──────── GIVEN DATA

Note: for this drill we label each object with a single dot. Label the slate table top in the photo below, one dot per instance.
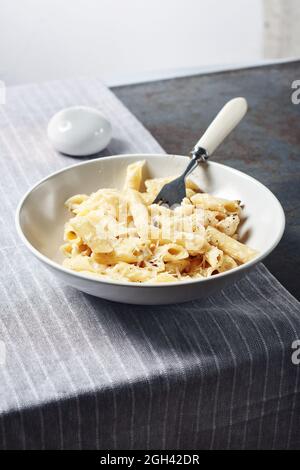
(266, 145)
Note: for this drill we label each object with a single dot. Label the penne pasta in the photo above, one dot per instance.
(122, 235)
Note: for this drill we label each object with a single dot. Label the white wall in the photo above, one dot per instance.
(121, 40)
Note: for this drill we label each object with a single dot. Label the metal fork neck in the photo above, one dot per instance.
(199, 154)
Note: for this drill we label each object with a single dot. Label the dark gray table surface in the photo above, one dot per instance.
(266, 145)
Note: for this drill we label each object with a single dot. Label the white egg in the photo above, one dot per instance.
(79, 131)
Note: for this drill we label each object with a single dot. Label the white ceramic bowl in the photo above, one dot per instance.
(41, 216)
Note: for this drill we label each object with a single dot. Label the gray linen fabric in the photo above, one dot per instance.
(82, 372)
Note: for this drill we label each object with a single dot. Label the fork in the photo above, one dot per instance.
(226, 120)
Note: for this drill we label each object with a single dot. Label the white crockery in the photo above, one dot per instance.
(79, 131)
(41, 216)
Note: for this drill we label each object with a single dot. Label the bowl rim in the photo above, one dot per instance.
(113, 282)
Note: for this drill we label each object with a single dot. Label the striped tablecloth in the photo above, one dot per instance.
(81, 372)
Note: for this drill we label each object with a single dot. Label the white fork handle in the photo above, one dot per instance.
(225, 121)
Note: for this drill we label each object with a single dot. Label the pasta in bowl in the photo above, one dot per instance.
(117, 245)
(122, 235)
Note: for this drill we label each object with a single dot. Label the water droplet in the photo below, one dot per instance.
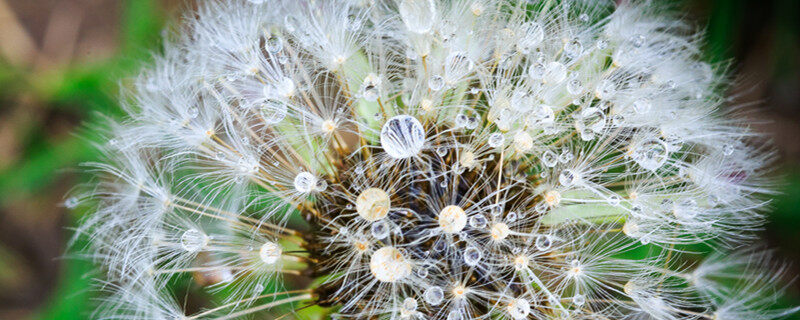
(434, 295)
(461, 120)
(274, 44)
(452, 219)
(519, 308)
(579, 300)
(543, 242)
(574, 87)
(457, 65)
(436, 83)
(270, 252)
(650, 154)
(193, 240)
(536, 71)
(409, 307)
(478, 221)
(567, 178)
(472, 256)
(380, 229)
(532, 34)
(304, 182)
(418, 15)
(573, 48)
(496, 140)
(402, 137)
(549, 158)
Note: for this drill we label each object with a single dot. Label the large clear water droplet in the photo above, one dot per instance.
(304, 182)
(650, 154)
(457, 65)
(434, 295)
(472, 256)
(402, 137)
(418, 15)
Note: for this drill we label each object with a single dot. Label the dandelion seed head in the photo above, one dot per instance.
(422, 159)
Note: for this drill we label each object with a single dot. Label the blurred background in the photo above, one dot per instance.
(61, 62)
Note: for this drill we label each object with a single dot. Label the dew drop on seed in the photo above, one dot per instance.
(418, 15)
(422, 272)
(379, 229)
(579, 300)
(496, 140)
(472, 256)
(574, 87)
(650, 154)
(457, 65)
(193, 240)
(478, 221)
(274, 44)
(519, 308)
(270, 252)
(305, 182)
(409, 307)
(461, 120)
(402, 137)
(273, 111)
(536, 71)
(567, 178)
(549, 159)
(565, 156)
(573, 48)
(436, 83)
(543, 242)
(434, 295)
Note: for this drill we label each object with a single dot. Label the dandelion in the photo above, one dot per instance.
(421, 159)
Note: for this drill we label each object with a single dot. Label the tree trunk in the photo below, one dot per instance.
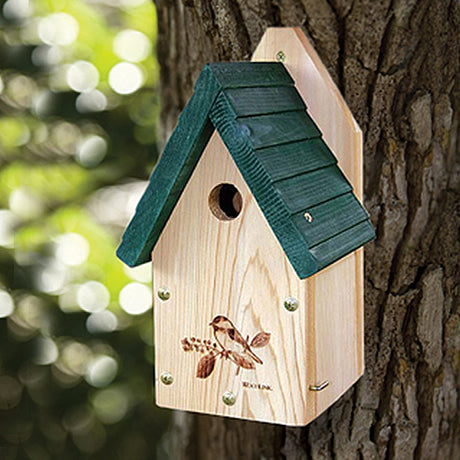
(397, 64)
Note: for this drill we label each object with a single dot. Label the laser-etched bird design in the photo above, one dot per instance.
(229, 338)
(229, 345)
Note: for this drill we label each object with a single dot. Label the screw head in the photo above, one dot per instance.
(166, 378)
(164, 294)
(281, 56)
(308, 217)
(229, 398)
(291, 304)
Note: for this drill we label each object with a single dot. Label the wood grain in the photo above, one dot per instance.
(238, 269)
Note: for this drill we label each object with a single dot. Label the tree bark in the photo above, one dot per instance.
(397, 64)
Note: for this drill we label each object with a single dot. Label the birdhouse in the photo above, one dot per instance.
(253, 223)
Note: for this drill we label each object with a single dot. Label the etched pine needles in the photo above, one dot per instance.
(225, 349)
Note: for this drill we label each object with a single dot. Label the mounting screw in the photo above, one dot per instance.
(164, 294)
(166, 378)
(319, 387)
(291, 304)
(229, 398)
(308, 217)
(281, 56)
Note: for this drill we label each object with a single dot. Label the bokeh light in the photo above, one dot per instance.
(72, 249)
(17, 9)
(79, 103)
(58, 29)
(135, 298)
(102, 321)
(46, 351)
(132, 45)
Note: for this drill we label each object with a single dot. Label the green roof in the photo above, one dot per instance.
(278, 149)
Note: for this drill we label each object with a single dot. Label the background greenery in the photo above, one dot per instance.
(78, 106)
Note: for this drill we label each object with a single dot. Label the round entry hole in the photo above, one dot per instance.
(225, 201)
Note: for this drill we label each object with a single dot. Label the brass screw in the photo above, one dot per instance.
(164, 294)
(319, 387)
(308, 217)
(166, 378)
(229, 398)
(291, 304)
(281, 56)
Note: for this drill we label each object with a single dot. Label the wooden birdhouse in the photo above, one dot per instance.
(253, 222)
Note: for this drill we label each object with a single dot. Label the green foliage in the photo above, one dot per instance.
(78, 115)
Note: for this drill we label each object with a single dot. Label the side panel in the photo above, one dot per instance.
(336, 292)
(237, 269)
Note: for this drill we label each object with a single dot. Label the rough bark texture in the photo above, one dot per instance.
(397, 64)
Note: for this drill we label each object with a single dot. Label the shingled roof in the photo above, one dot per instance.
(278, 149)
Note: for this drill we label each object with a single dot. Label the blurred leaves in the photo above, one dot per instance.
(78, 116)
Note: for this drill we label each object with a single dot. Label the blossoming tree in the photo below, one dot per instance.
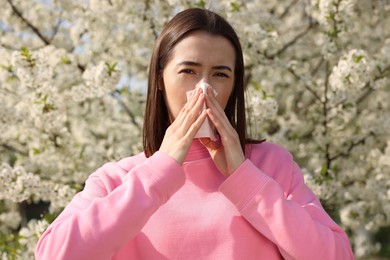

────────────────

Return every line of the data that contains the string "bowl", copying each one unchanged.

Note: for this drill we label each object with a single dot. Label the white ceramic bowl in the photo above, one dot per instance.
Note: for this drill we label each object with a single dot. Label the bowl rim in the photo above, one dot per instance.
Note: for this drill we label each object with a single dot. Label the pasta in bowl in the photo above, one dot per instance.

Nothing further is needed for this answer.